> TEXT PASSAGE
- - - -
Major League Soccer continues to grow. The league currently sits at 20 teams, meaning it has some room to catch up with the 30-ish teams that make up most other professional sports leagues in the U.S. It seems to be headed in that direction, though. New York FC and Orlando FC were added as recently as last year. Teams in Atlanta, Minnesota, Los Angeles (a second time), and Miami are set to be added in the next couple seasons, and San Diego, Austin, Sacramento, St. Louis, and Detroit have been rumored as potential candidates for further expansion.
The best way to get into Major League Soccer is to go to a game in person.
The energy of a stadium full of soccer fans is infectious. Plus, it’s quite different from the experience at most of our other sports, between the singing and scarves and local traditions.
Here are a few reasons why now is the best time to get into the game.
1) Bringing up the US’s profile as a soccer nation.
Let’s face it, for better or worse, competition is one of America’s core values. Our results on the international stage when it comes to soccer, however, aren’t exactly the best example of American competitiveness.
But– that’s not to say it’s impossible for this to change within a couple of World Cup cycles. Already, international stars like Didier Drogba (Montréal), David Villa (New York), and Kaká (Orlando) have committed to at least spend partial seasons in North America. If the MLS continues to grow, it’ll help keep more American-bred players stateside.
And if the main ingredient for competition is having a fierce rival, it’s worth noting that the Chinese Superleague is also attempting a similar rise, also luring in a lot of dominant international stars.
2) Having a “gateway league” to the rest of the sport.
There’s a reason why soccer is known as the beautiful game. It’s been a particularly good year for a few different soccer leagues worldwide. FC Barça proved their value as one of the world’s most financially valuable franchises by winning their sixth title in eight seasons. Leicester City gave us one of this decade’s best underdog stories by winning the Premier League against literal 5000-1 odds.
- - - -
> WHAT TO DO
• a. Rewrite the paragraph of the passage about Major League Soccer that begins "Major League Soccer continues to grow" as a short bulleted list that keeps its main facts.
• b. Continue the passage about Major League Soccer from the end of its last sentence.
The entries come from a separate source unrelated to the passage about Major League Soccer.
- - - -
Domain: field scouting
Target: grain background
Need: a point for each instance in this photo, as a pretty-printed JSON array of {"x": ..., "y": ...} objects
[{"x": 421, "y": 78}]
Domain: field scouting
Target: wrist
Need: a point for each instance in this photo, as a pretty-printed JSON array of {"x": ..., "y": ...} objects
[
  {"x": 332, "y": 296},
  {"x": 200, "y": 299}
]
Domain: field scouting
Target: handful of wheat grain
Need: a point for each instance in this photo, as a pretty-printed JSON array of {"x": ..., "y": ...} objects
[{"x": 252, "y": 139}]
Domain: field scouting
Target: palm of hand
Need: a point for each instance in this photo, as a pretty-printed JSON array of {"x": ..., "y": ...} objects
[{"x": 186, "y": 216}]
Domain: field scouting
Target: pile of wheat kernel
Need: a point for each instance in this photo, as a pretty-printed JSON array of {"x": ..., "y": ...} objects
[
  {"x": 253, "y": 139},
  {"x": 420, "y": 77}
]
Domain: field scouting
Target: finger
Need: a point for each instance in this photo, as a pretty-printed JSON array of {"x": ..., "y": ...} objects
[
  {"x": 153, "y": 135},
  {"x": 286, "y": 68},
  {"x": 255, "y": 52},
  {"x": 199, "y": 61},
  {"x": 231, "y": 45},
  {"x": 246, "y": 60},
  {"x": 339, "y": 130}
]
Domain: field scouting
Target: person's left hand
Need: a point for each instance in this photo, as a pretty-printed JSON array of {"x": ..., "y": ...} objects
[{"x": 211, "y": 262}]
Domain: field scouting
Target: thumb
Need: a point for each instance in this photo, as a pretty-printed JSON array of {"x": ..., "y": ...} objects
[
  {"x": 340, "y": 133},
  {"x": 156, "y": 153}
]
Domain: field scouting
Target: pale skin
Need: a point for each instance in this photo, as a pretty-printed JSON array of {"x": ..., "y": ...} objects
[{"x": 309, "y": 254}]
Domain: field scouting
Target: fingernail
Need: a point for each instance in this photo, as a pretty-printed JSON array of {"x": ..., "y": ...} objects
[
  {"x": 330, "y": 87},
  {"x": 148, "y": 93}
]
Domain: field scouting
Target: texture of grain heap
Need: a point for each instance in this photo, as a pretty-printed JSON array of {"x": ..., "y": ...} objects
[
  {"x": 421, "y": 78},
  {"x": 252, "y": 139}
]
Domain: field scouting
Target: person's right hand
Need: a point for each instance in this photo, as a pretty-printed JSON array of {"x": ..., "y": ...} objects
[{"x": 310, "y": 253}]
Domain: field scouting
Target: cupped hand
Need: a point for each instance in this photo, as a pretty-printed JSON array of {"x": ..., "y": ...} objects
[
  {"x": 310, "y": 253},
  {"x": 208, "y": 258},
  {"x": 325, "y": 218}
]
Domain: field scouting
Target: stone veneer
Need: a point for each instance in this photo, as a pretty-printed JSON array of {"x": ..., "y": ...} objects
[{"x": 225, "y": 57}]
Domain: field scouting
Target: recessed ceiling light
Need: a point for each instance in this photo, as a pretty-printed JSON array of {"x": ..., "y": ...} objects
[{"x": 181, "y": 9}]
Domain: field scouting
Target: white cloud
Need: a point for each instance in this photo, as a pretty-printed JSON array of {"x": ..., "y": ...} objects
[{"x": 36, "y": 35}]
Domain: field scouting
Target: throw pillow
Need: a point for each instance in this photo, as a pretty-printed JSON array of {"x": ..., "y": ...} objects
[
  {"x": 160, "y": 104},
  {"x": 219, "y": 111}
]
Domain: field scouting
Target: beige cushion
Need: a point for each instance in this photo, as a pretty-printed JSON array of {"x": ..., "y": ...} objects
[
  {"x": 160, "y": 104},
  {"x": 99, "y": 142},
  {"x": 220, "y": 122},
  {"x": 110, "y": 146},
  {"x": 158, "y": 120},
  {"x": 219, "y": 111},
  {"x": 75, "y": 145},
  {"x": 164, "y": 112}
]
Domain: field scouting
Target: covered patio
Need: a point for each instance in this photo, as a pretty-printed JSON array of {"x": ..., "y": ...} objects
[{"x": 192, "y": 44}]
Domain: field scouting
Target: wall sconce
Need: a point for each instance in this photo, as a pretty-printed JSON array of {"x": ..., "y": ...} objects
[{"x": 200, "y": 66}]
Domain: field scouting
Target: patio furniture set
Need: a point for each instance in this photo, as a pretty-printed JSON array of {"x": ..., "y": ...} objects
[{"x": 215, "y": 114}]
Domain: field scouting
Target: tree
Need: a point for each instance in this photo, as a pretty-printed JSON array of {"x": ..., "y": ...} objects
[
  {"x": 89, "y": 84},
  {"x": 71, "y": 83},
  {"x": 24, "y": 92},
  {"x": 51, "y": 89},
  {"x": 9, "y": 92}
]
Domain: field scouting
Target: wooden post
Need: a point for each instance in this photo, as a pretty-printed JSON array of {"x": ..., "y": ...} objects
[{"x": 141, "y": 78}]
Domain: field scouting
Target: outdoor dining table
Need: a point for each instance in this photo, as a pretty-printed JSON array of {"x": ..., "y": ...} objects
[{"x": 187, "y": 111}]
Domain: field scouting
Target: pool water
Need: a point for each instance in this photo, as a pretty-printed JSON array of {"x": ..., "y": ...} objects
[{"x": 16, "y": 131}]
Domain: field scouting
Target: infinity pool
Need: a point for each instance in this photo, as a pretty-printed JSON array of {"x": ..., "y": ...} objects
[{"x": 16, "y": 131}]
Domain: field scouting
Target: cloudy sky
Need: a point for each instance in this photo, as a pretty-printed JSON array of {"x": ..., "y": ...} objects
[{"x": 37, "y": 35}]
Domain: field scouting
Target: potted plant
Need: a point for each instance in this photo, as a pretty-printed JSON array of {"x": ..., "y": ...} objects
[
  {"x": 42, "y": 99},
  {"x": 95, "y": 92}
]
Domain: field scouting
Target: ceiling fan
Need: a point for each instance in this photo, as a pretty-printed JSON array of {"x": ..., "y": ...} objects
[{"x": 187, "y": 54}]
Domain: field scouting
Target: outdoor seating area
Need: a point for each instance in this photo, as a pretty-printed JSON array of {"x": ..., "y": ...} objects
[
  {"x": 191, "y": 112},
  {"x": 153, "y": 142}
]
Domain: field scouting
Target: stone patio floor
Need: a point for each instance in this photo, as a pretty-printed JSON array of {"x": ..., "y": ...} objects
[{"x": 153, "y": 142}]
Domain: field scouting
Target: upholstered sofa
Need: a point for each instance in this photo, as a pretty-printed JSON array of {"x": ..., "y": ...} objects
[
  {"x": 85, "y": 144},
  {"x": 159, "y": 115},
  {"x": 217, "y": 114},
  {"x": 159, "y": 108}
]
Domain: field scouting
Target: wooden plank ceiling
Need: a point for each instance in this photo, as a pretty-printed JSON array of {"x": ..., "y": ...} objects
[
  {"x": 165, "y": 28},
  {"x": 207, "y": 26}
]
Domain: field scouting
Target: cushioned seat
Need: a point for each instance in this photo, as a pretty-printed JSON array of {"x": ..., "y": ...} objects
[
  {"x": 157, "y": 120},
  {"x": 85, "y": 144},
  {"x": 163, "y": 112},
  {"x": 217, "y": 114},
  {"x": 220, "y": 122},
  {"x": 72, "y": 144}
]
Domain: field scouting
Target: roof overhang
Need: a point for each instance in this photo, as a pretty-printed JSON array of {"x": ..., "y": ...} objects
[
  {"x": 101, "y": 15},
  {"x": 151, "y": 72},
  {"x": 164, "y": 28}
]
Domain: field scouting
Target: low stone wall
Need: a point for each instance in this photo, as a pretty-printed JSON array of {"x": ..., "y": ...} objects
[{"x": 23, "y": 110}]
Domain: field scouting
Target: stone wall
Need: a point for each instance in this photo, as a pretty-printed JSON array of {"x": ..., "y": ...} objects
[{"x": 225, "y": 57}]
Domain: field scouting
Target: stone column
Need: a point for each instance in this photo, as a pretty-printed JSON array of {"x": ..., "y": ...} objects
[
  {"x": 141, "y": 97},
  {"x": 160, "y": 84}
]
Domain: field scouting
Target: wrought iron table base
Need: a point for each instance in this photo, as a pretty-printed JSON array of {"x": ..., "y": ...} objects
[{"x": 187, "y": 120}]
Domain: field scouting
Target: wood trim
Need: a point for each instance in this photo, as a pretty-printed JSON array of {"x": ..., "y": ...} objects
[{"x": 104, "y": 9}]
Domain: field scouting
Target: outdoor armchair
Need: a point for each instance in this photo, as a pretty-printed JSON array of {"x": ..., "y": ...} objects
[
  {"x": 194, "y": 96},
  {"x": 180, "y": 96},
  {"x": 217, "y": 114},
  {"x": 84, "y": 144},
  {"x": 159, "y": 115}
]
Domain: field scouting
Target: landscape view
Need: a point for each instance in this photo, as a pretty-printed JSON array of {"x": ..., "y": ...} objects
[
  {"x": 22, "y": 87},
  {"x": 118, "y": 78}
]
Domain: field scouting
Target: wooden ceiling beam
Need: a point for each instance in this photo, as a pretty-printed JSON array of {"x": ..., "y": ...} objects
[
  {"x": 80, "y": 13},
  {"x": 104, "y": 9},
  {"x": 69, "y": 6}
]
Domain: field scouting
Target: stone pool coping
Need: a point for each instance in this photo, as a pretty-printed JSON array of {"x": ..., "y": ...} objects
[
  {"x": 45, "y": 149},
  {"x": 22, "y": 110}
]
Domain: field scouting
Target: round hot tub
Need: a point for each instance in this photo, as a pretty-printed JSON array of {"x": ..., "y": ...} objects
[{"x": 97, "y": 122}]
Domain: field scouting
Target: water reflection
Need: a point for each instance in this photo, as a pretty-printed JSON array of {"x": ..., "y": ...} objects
- - - -
> ANSWERS FOR THE TASKS
• a.
- Major League Soccer currently has 20 teams, fewer than the roughly 30 in most other U.S. professional sports leagues.
- New York FC and Orlando FC joined last year.
- Teams in Atlanta, Minnesota, Los Angeles (a second one), and Miami are set to join in the next couple of seasons.
- San Diego, Austin, Sacramento, St. Louis, and Detroit are rumored candidates for further expansion.

• b.
Of course, when it comes to soccer, there’s a lot going on. There isn’t one league that is clearly the league to follow. There’s the Premier League in the UK, there’s Spain’s La Liga which boasts big money franchises like Barcelona and Real Madrid, and the German Bundesliga.
It helps to have one league to start with, and since it’s local, my take is that the MLS is an awesome gateway to the rest of the soccer world.
3) Being a part of a colorful fan culture
Forget the Seahawks’ 12th man thing, soccer supporters really do add a lot more personality to the game.
Of course, this sometimes crosses a line, like when Argentine fans brought out the pepper spray. Soccer fans are also capable of powerful moments, though, like the German fans who made it clear that they welcomed in refugees during a match.
In Major League Soccer, fan bases are open to some of these more colorful elements. Perhaps Portland’s Timbers Army serves as the best example. Slicing up tree rings for goals scored, singing enough songs during a game to fill out a full set list, and being pretty involved in off-the-field community events are all things you don’t really see from fans of other sports.
It always feels good to be a part of a collective something, and a fan group is no exception.
Baseball, football, and basketball are all alive and well in the U.S., but for those of us who long to be a part of its golden era, it seems that it’s too late. The golden era of soccer is approaching, however, and it’ll be a fun one to participate in.